-------- Dataset

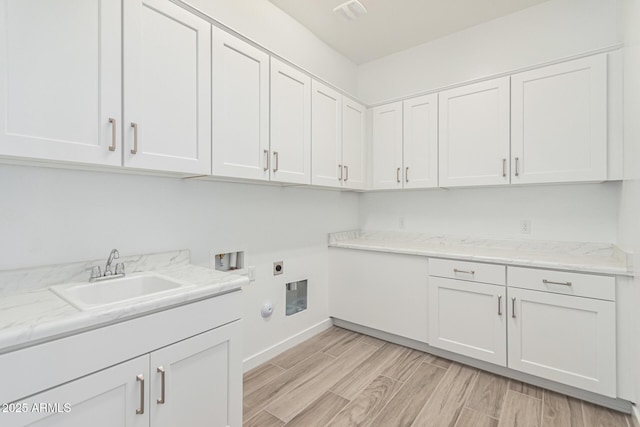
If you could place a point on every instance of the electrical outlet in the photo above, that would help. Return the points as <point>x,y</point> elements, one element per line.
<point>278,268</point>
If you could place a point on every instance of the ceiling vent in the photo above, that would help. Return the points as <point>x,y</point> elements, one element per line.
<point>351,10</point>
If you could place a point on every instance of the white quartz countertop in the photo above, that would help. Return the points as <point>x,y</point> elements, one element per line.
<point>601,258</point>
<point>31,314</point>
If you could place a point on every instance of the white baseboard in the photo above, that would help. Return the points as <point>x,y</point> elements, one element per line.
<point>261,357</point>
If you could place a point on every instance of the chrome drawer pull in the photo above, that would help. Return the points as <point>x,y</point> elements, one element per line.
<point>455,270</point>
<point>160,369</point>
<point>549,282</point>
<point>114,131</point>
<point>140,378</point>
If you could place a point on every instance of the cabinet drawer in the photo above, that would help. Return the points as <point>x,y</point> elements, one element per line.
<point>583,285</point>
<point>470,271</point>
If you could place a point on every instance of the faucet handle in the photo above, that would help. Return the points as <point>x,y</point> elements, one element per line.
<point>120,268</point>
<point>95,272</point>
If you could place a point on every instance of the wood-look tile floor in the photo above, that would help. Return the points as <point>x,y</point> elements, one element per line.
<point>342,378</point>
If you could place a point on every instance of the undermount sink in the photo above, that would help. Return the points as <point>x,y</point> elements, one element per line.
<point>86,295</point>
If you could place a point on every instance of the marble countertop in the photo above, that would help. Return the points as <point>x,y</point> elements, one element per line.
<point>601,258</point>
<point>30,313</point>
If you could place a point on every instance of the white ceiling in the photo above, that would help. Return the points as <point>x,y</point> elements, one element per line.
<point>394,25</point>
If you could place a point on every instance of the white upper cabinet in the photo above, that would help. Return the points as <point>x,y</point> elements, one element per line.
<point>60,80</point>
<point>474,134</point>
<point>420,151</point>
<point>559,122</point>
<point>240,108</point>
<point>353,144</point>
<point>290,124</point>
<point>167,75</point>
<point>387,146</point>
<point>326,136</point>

----------------
-------- Dataset

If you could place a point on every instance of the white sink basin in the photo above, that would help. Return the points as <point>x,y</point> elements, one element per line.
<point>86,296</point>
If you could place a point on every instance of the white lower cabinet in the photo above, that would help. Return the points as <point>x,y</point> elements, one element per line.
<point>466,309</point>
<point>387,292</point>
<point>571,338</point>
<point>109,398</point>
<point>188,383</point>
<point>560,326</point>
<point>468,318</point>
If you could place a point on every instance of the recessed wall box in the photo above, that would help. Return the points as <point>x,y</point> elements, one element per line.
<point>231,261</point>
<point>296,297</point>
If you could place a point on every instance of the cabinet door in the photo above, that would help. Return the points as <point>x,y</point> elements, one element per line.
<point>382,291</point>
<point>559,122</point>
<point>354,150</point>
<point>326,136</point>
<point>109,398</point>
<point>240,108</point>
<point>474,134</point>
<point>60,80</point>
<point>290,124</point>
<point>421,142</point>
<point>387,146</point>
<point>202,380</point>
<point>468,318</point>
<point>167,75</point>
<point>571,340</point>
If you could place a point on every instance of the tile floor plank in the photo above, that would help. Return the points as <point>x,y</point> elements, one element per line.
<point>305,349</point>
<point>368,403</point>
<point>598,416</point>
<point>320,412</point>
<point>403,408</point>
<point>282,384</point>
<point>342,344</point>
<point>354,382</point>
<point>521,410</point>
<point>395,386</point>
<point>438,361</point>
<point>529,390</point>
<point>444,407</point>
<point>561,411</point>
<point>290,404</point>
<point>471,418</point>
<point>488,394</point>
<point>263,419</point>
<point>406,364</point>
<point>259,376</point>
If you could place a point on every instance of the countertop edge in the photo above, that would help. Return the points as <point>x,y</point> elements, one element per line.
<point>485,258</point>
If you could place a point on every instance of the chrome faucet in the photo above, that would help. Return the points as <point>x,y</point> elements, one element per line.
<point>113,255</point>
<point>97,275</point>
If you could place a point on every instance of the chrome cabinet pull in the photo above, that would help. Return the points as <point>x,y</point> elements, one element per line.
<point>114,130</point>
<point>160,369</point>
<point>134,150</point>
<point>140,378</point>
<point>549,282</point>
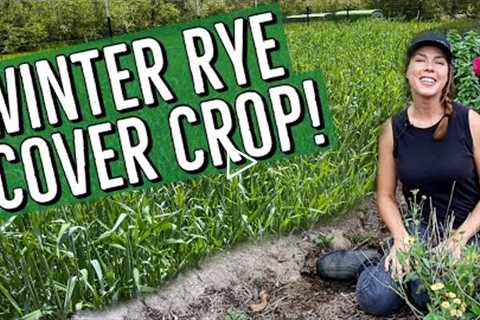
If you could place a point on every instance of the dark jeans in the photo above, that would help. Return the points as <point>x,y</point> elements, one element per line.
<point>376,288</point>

----------------
-------- Dataset

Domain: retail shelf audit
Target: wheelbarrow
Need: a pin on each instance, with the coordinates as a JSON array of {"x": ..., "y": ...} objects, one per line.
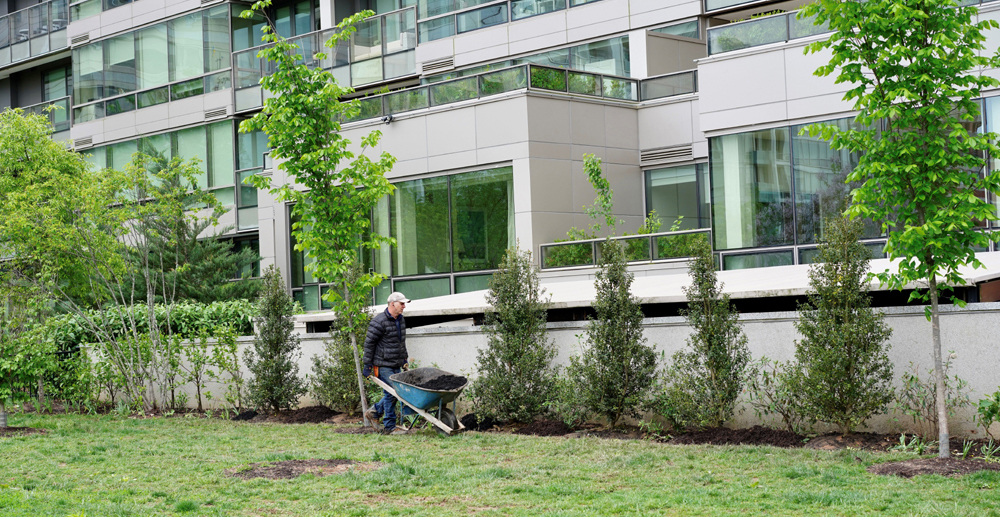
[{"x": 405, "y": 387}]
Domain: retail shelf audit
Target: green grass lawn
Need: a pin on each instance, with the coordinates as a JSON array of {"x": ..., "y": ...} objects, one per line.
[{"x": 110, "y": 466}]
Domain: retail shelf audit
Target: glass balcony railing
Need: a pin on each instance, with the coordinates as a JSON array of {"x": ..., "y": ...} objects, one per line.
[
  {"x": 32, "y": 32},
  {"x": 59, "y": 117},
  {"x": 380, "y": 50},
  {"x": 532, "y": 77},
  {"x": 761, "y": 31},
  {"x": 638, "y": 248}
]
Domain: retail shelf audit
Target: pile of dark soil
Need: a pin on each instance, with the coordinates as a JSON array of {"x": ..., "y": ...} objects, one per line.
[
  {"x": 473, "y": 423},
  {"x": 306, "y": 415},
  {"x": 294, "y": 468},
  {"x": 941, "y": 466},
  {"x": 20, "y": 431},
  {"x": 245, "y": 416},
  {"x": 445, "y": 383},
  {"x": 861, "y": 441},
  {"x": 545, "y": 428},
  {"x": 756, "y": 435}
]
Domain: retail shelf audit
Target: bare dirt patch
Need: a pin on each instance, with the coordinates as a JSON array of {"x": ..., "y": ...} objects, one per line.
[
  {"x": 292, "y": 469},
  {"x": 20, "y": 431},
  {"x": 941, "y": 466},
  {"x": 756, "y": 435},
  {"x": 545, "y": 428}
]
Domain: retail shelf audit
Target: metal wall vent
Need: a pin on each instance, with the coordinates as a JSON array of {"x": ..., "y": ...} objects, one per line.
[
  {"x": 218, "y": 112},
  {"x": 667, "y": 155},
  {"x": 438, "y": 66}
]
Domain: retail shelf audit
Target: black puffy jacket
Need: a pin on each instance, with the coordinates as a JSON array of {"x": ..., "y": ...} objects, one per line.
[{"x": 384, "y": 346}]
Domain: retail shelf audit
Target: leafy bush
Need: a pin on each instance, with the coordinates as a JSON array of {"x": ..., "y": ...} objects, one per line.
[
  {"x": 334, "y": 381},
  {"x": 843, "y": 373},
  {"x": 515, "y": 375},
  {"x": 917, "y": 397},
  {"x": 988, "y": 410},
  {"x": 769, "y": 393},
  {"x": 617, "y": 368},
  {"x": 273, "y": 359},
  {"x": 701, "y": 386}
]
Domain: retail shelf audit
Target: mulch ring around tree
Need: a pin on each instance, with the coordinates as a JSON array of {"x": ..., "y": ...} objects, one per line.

----------------

Directions:
Gather every line of the items above that contains the string "wall", and copy each one in full. Case counts.

Full response:
If you could place a point on every instance of the recessed wall box in the photo above, that would help. Return the points as <point>x,y</point> elements, one element per line.
Target: metal wall vent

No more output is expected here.